Fabrication of materials with ordered hierarchal structures through self-assembly is not only a ubiquitous strategy in nature, but also a promising way for developing advanced materials with novel functions.^1–3 In recent years, amphiphilic polymers have received much attention for preparing hierarchal structures via self-assembly and co-mineralization procedures due to their abundant phase behaviors.^4–6 Up to now, many attractive hierarchal structures have been made by polymer micelles, polymer-inorganic hybrids and phase separation.^7–9 However, the construction of polymer vesicle-inspired hierarchal structures is still a great challenge.^10,11

Multi-lamellar vesicles and large compound vesicles are two kinds of hierarchal vesicle structures usually formed by amphiphilic polymer with different strategy.^11,12 Multi-lamellar vesicles could be induced by shear force from a lamellar phase surfactant system, stepwise assembly of polymers, changing solvents, pH value and temperature.^13–15 Large compound vesicles were generally resulted from kinetically controlled aggregation and fusion of small vesicles.^16–19 Inspired by the formation of these two kinds of hierarchal vesicles, multi-lamellar vesicles can hopefully self-assemble to three-dimensional (3D) large compound architecture if the outermost shell of the vesicles is in appropriate hardness, and the morphology can be subsequently fixed by the mineralization of inorganic precursors.^19–24 Besides, the self-assembly of vesicles may result in close packing structures due to their soft nature, which is reported to be the vital factor for fabricating high efficiency photonic crystals with diamond structure by the self-assembly of nanoparticles.^25,26

In this paper, we present the preparation of multi-lamellar silica vesicle clusters (MSVCs) through facile self-assembly and mineralization procedure. Amphiphilic comb-like surfactant polydimethylsiloxane-graft-(poly(propylene oxide)-block-poly(ethylene oxide)) (PDMS-g-(PPO-b-PEO), PSPE) and Pluronic P123 (PEO₂₀-PPO₇₀-PEO₂₀) were applied as co-templates to prepare the MSVCs. The flexible templates could adapt the vesicle aggregation and fusion. In addition, PDMS segment decreased the surface energy and tension between close packed units, consequently improved the stability of vesicles. The hardness of the vesicles could be further tuned with the hydrolysis of silica source so that the vesicles kept their shape while the close packed vesicle clusters were formed. The hierarchal structure was immobilized finally with silica. This strategy paves a promising way to construct vesicle-inspired hierarchal structure directly through efficient self-assembly and mineralization procedure.

Experimental section

Chemicals and reagents

All reagents were used as received without further purification. PSPE was provided by the Jilin Petrochemistry Company. Pluronic P123 (average molecular weight ∼5800) was obtained from Aldrich. TEOS was purchased from Sinopharm Chemical Reagent Co., Ltd. The unit parameter of the PSPE copolymer was calculated based on the Gel Permeation Chromatography (GPC) and ¹H NMR data (Fig. S1, ESI†). The number of the PO/EO block units in the side chain is 16/16. The number of grafted units is 8, and the number of dimethyl siloxane units is 29. The formula of the PSPE molecule is shown in Fig. S2, ESI† in detail.

#### DIRECTIVES:
1 – In the silica vesicle cluster text, rewrite the stretch from "Chemicals and reagents" through "ESI† in detail.", replacing "purchased" with "bought".
2 – Proceed with the silica vesicle cluster text, picking up after its final sentence.

#### EXCERPTED DATA:
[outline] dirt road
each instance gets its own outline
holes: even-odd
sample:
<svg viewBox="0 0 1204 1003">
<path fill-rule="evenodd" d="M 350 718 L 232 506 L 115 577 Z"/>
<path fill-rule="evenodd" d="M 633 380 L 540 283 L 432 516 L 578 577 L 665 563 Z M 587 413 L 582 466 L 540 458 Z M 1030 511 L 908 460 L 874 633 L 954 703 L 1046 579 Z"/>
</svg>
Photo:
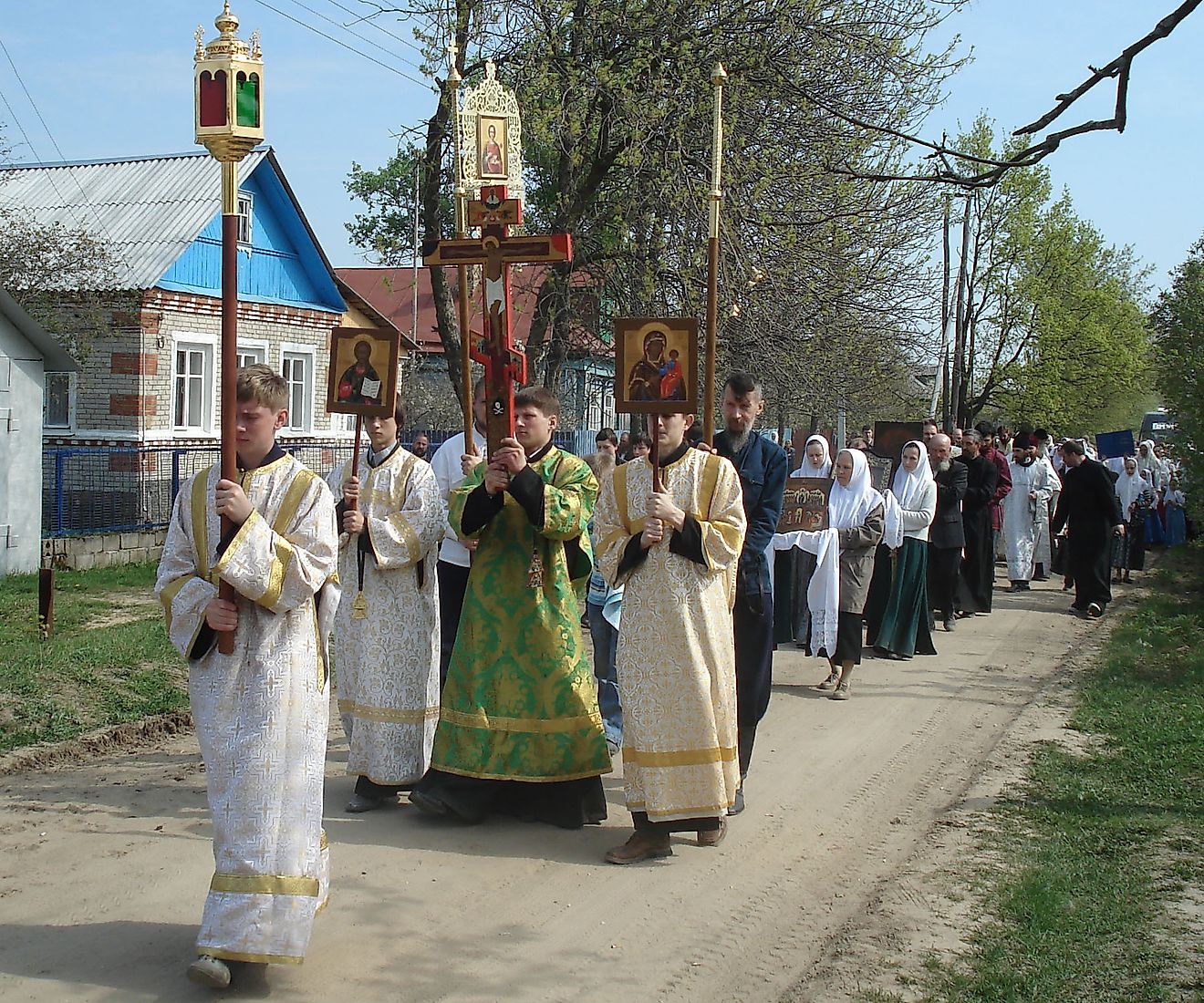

#### ANSWERS FOR THE EXERCISE:
1 –
Chemicals and reagents

All reagents were used as received without further purification. PSPE was provided by the Jilin Petrochemistry Company. Pluronic P123 (average molecular weight ∼5800) was obtained from Aldrich. TEOS was bought from Sinopharm Chemical Reagent Co., Ltd. The unit parameter of the PSPE copolymer was calculated based on the Gel Permeation Chromatography (GPC) and ¹H NMR data (Fig. S1, ESI†). The number of the PO/EO block units in the side chain is 16/16. The number of grafted units is 8, and the number of dimethyl siloxane units is 29. The formula of the PSPE molecule is shown in Fig. S2, ESI† in detail.

2 –
Typical synthetic method of MSVCs

For a typical synthesis, 0.125 g of PSPE and 0.030 g of P123 were mixed first to form a homogeneous viscous liquid. Then 26 g of ultra-pure water was added into the mixture. After stirring for 30 minutes, 0.26 g of TEOS was added in the solution under pH = 3.5. The solution was stirred for another 60 minutes, and then was heated to 65 °C and kept for 24 h. The solid products were collected by centrifugation and lyophilization. The resultant were calcined at 550 °C for 6 h in air to further investigate the pore properties. The mass composition was PSPE : P123 : TEOS : H₂O = 1 : 0.24 : 2.08 : 208.

The synthetic conditions were adjusted to investigate the formation of MSVCs. The mass ratio of P123/PSPE was varied from 0.1 to 1.0 by changing the P123 amount, and the pH value was tuned by NaOH or HCl. The synthetic temperatures varied from 40 °C to 80 °C. In time-dependence observation, the samples were dropped on copper mesh and cooled with liquid nitrogen. After being treated under vacuum for 30 min, the samples were observed by TEM directly without calcination.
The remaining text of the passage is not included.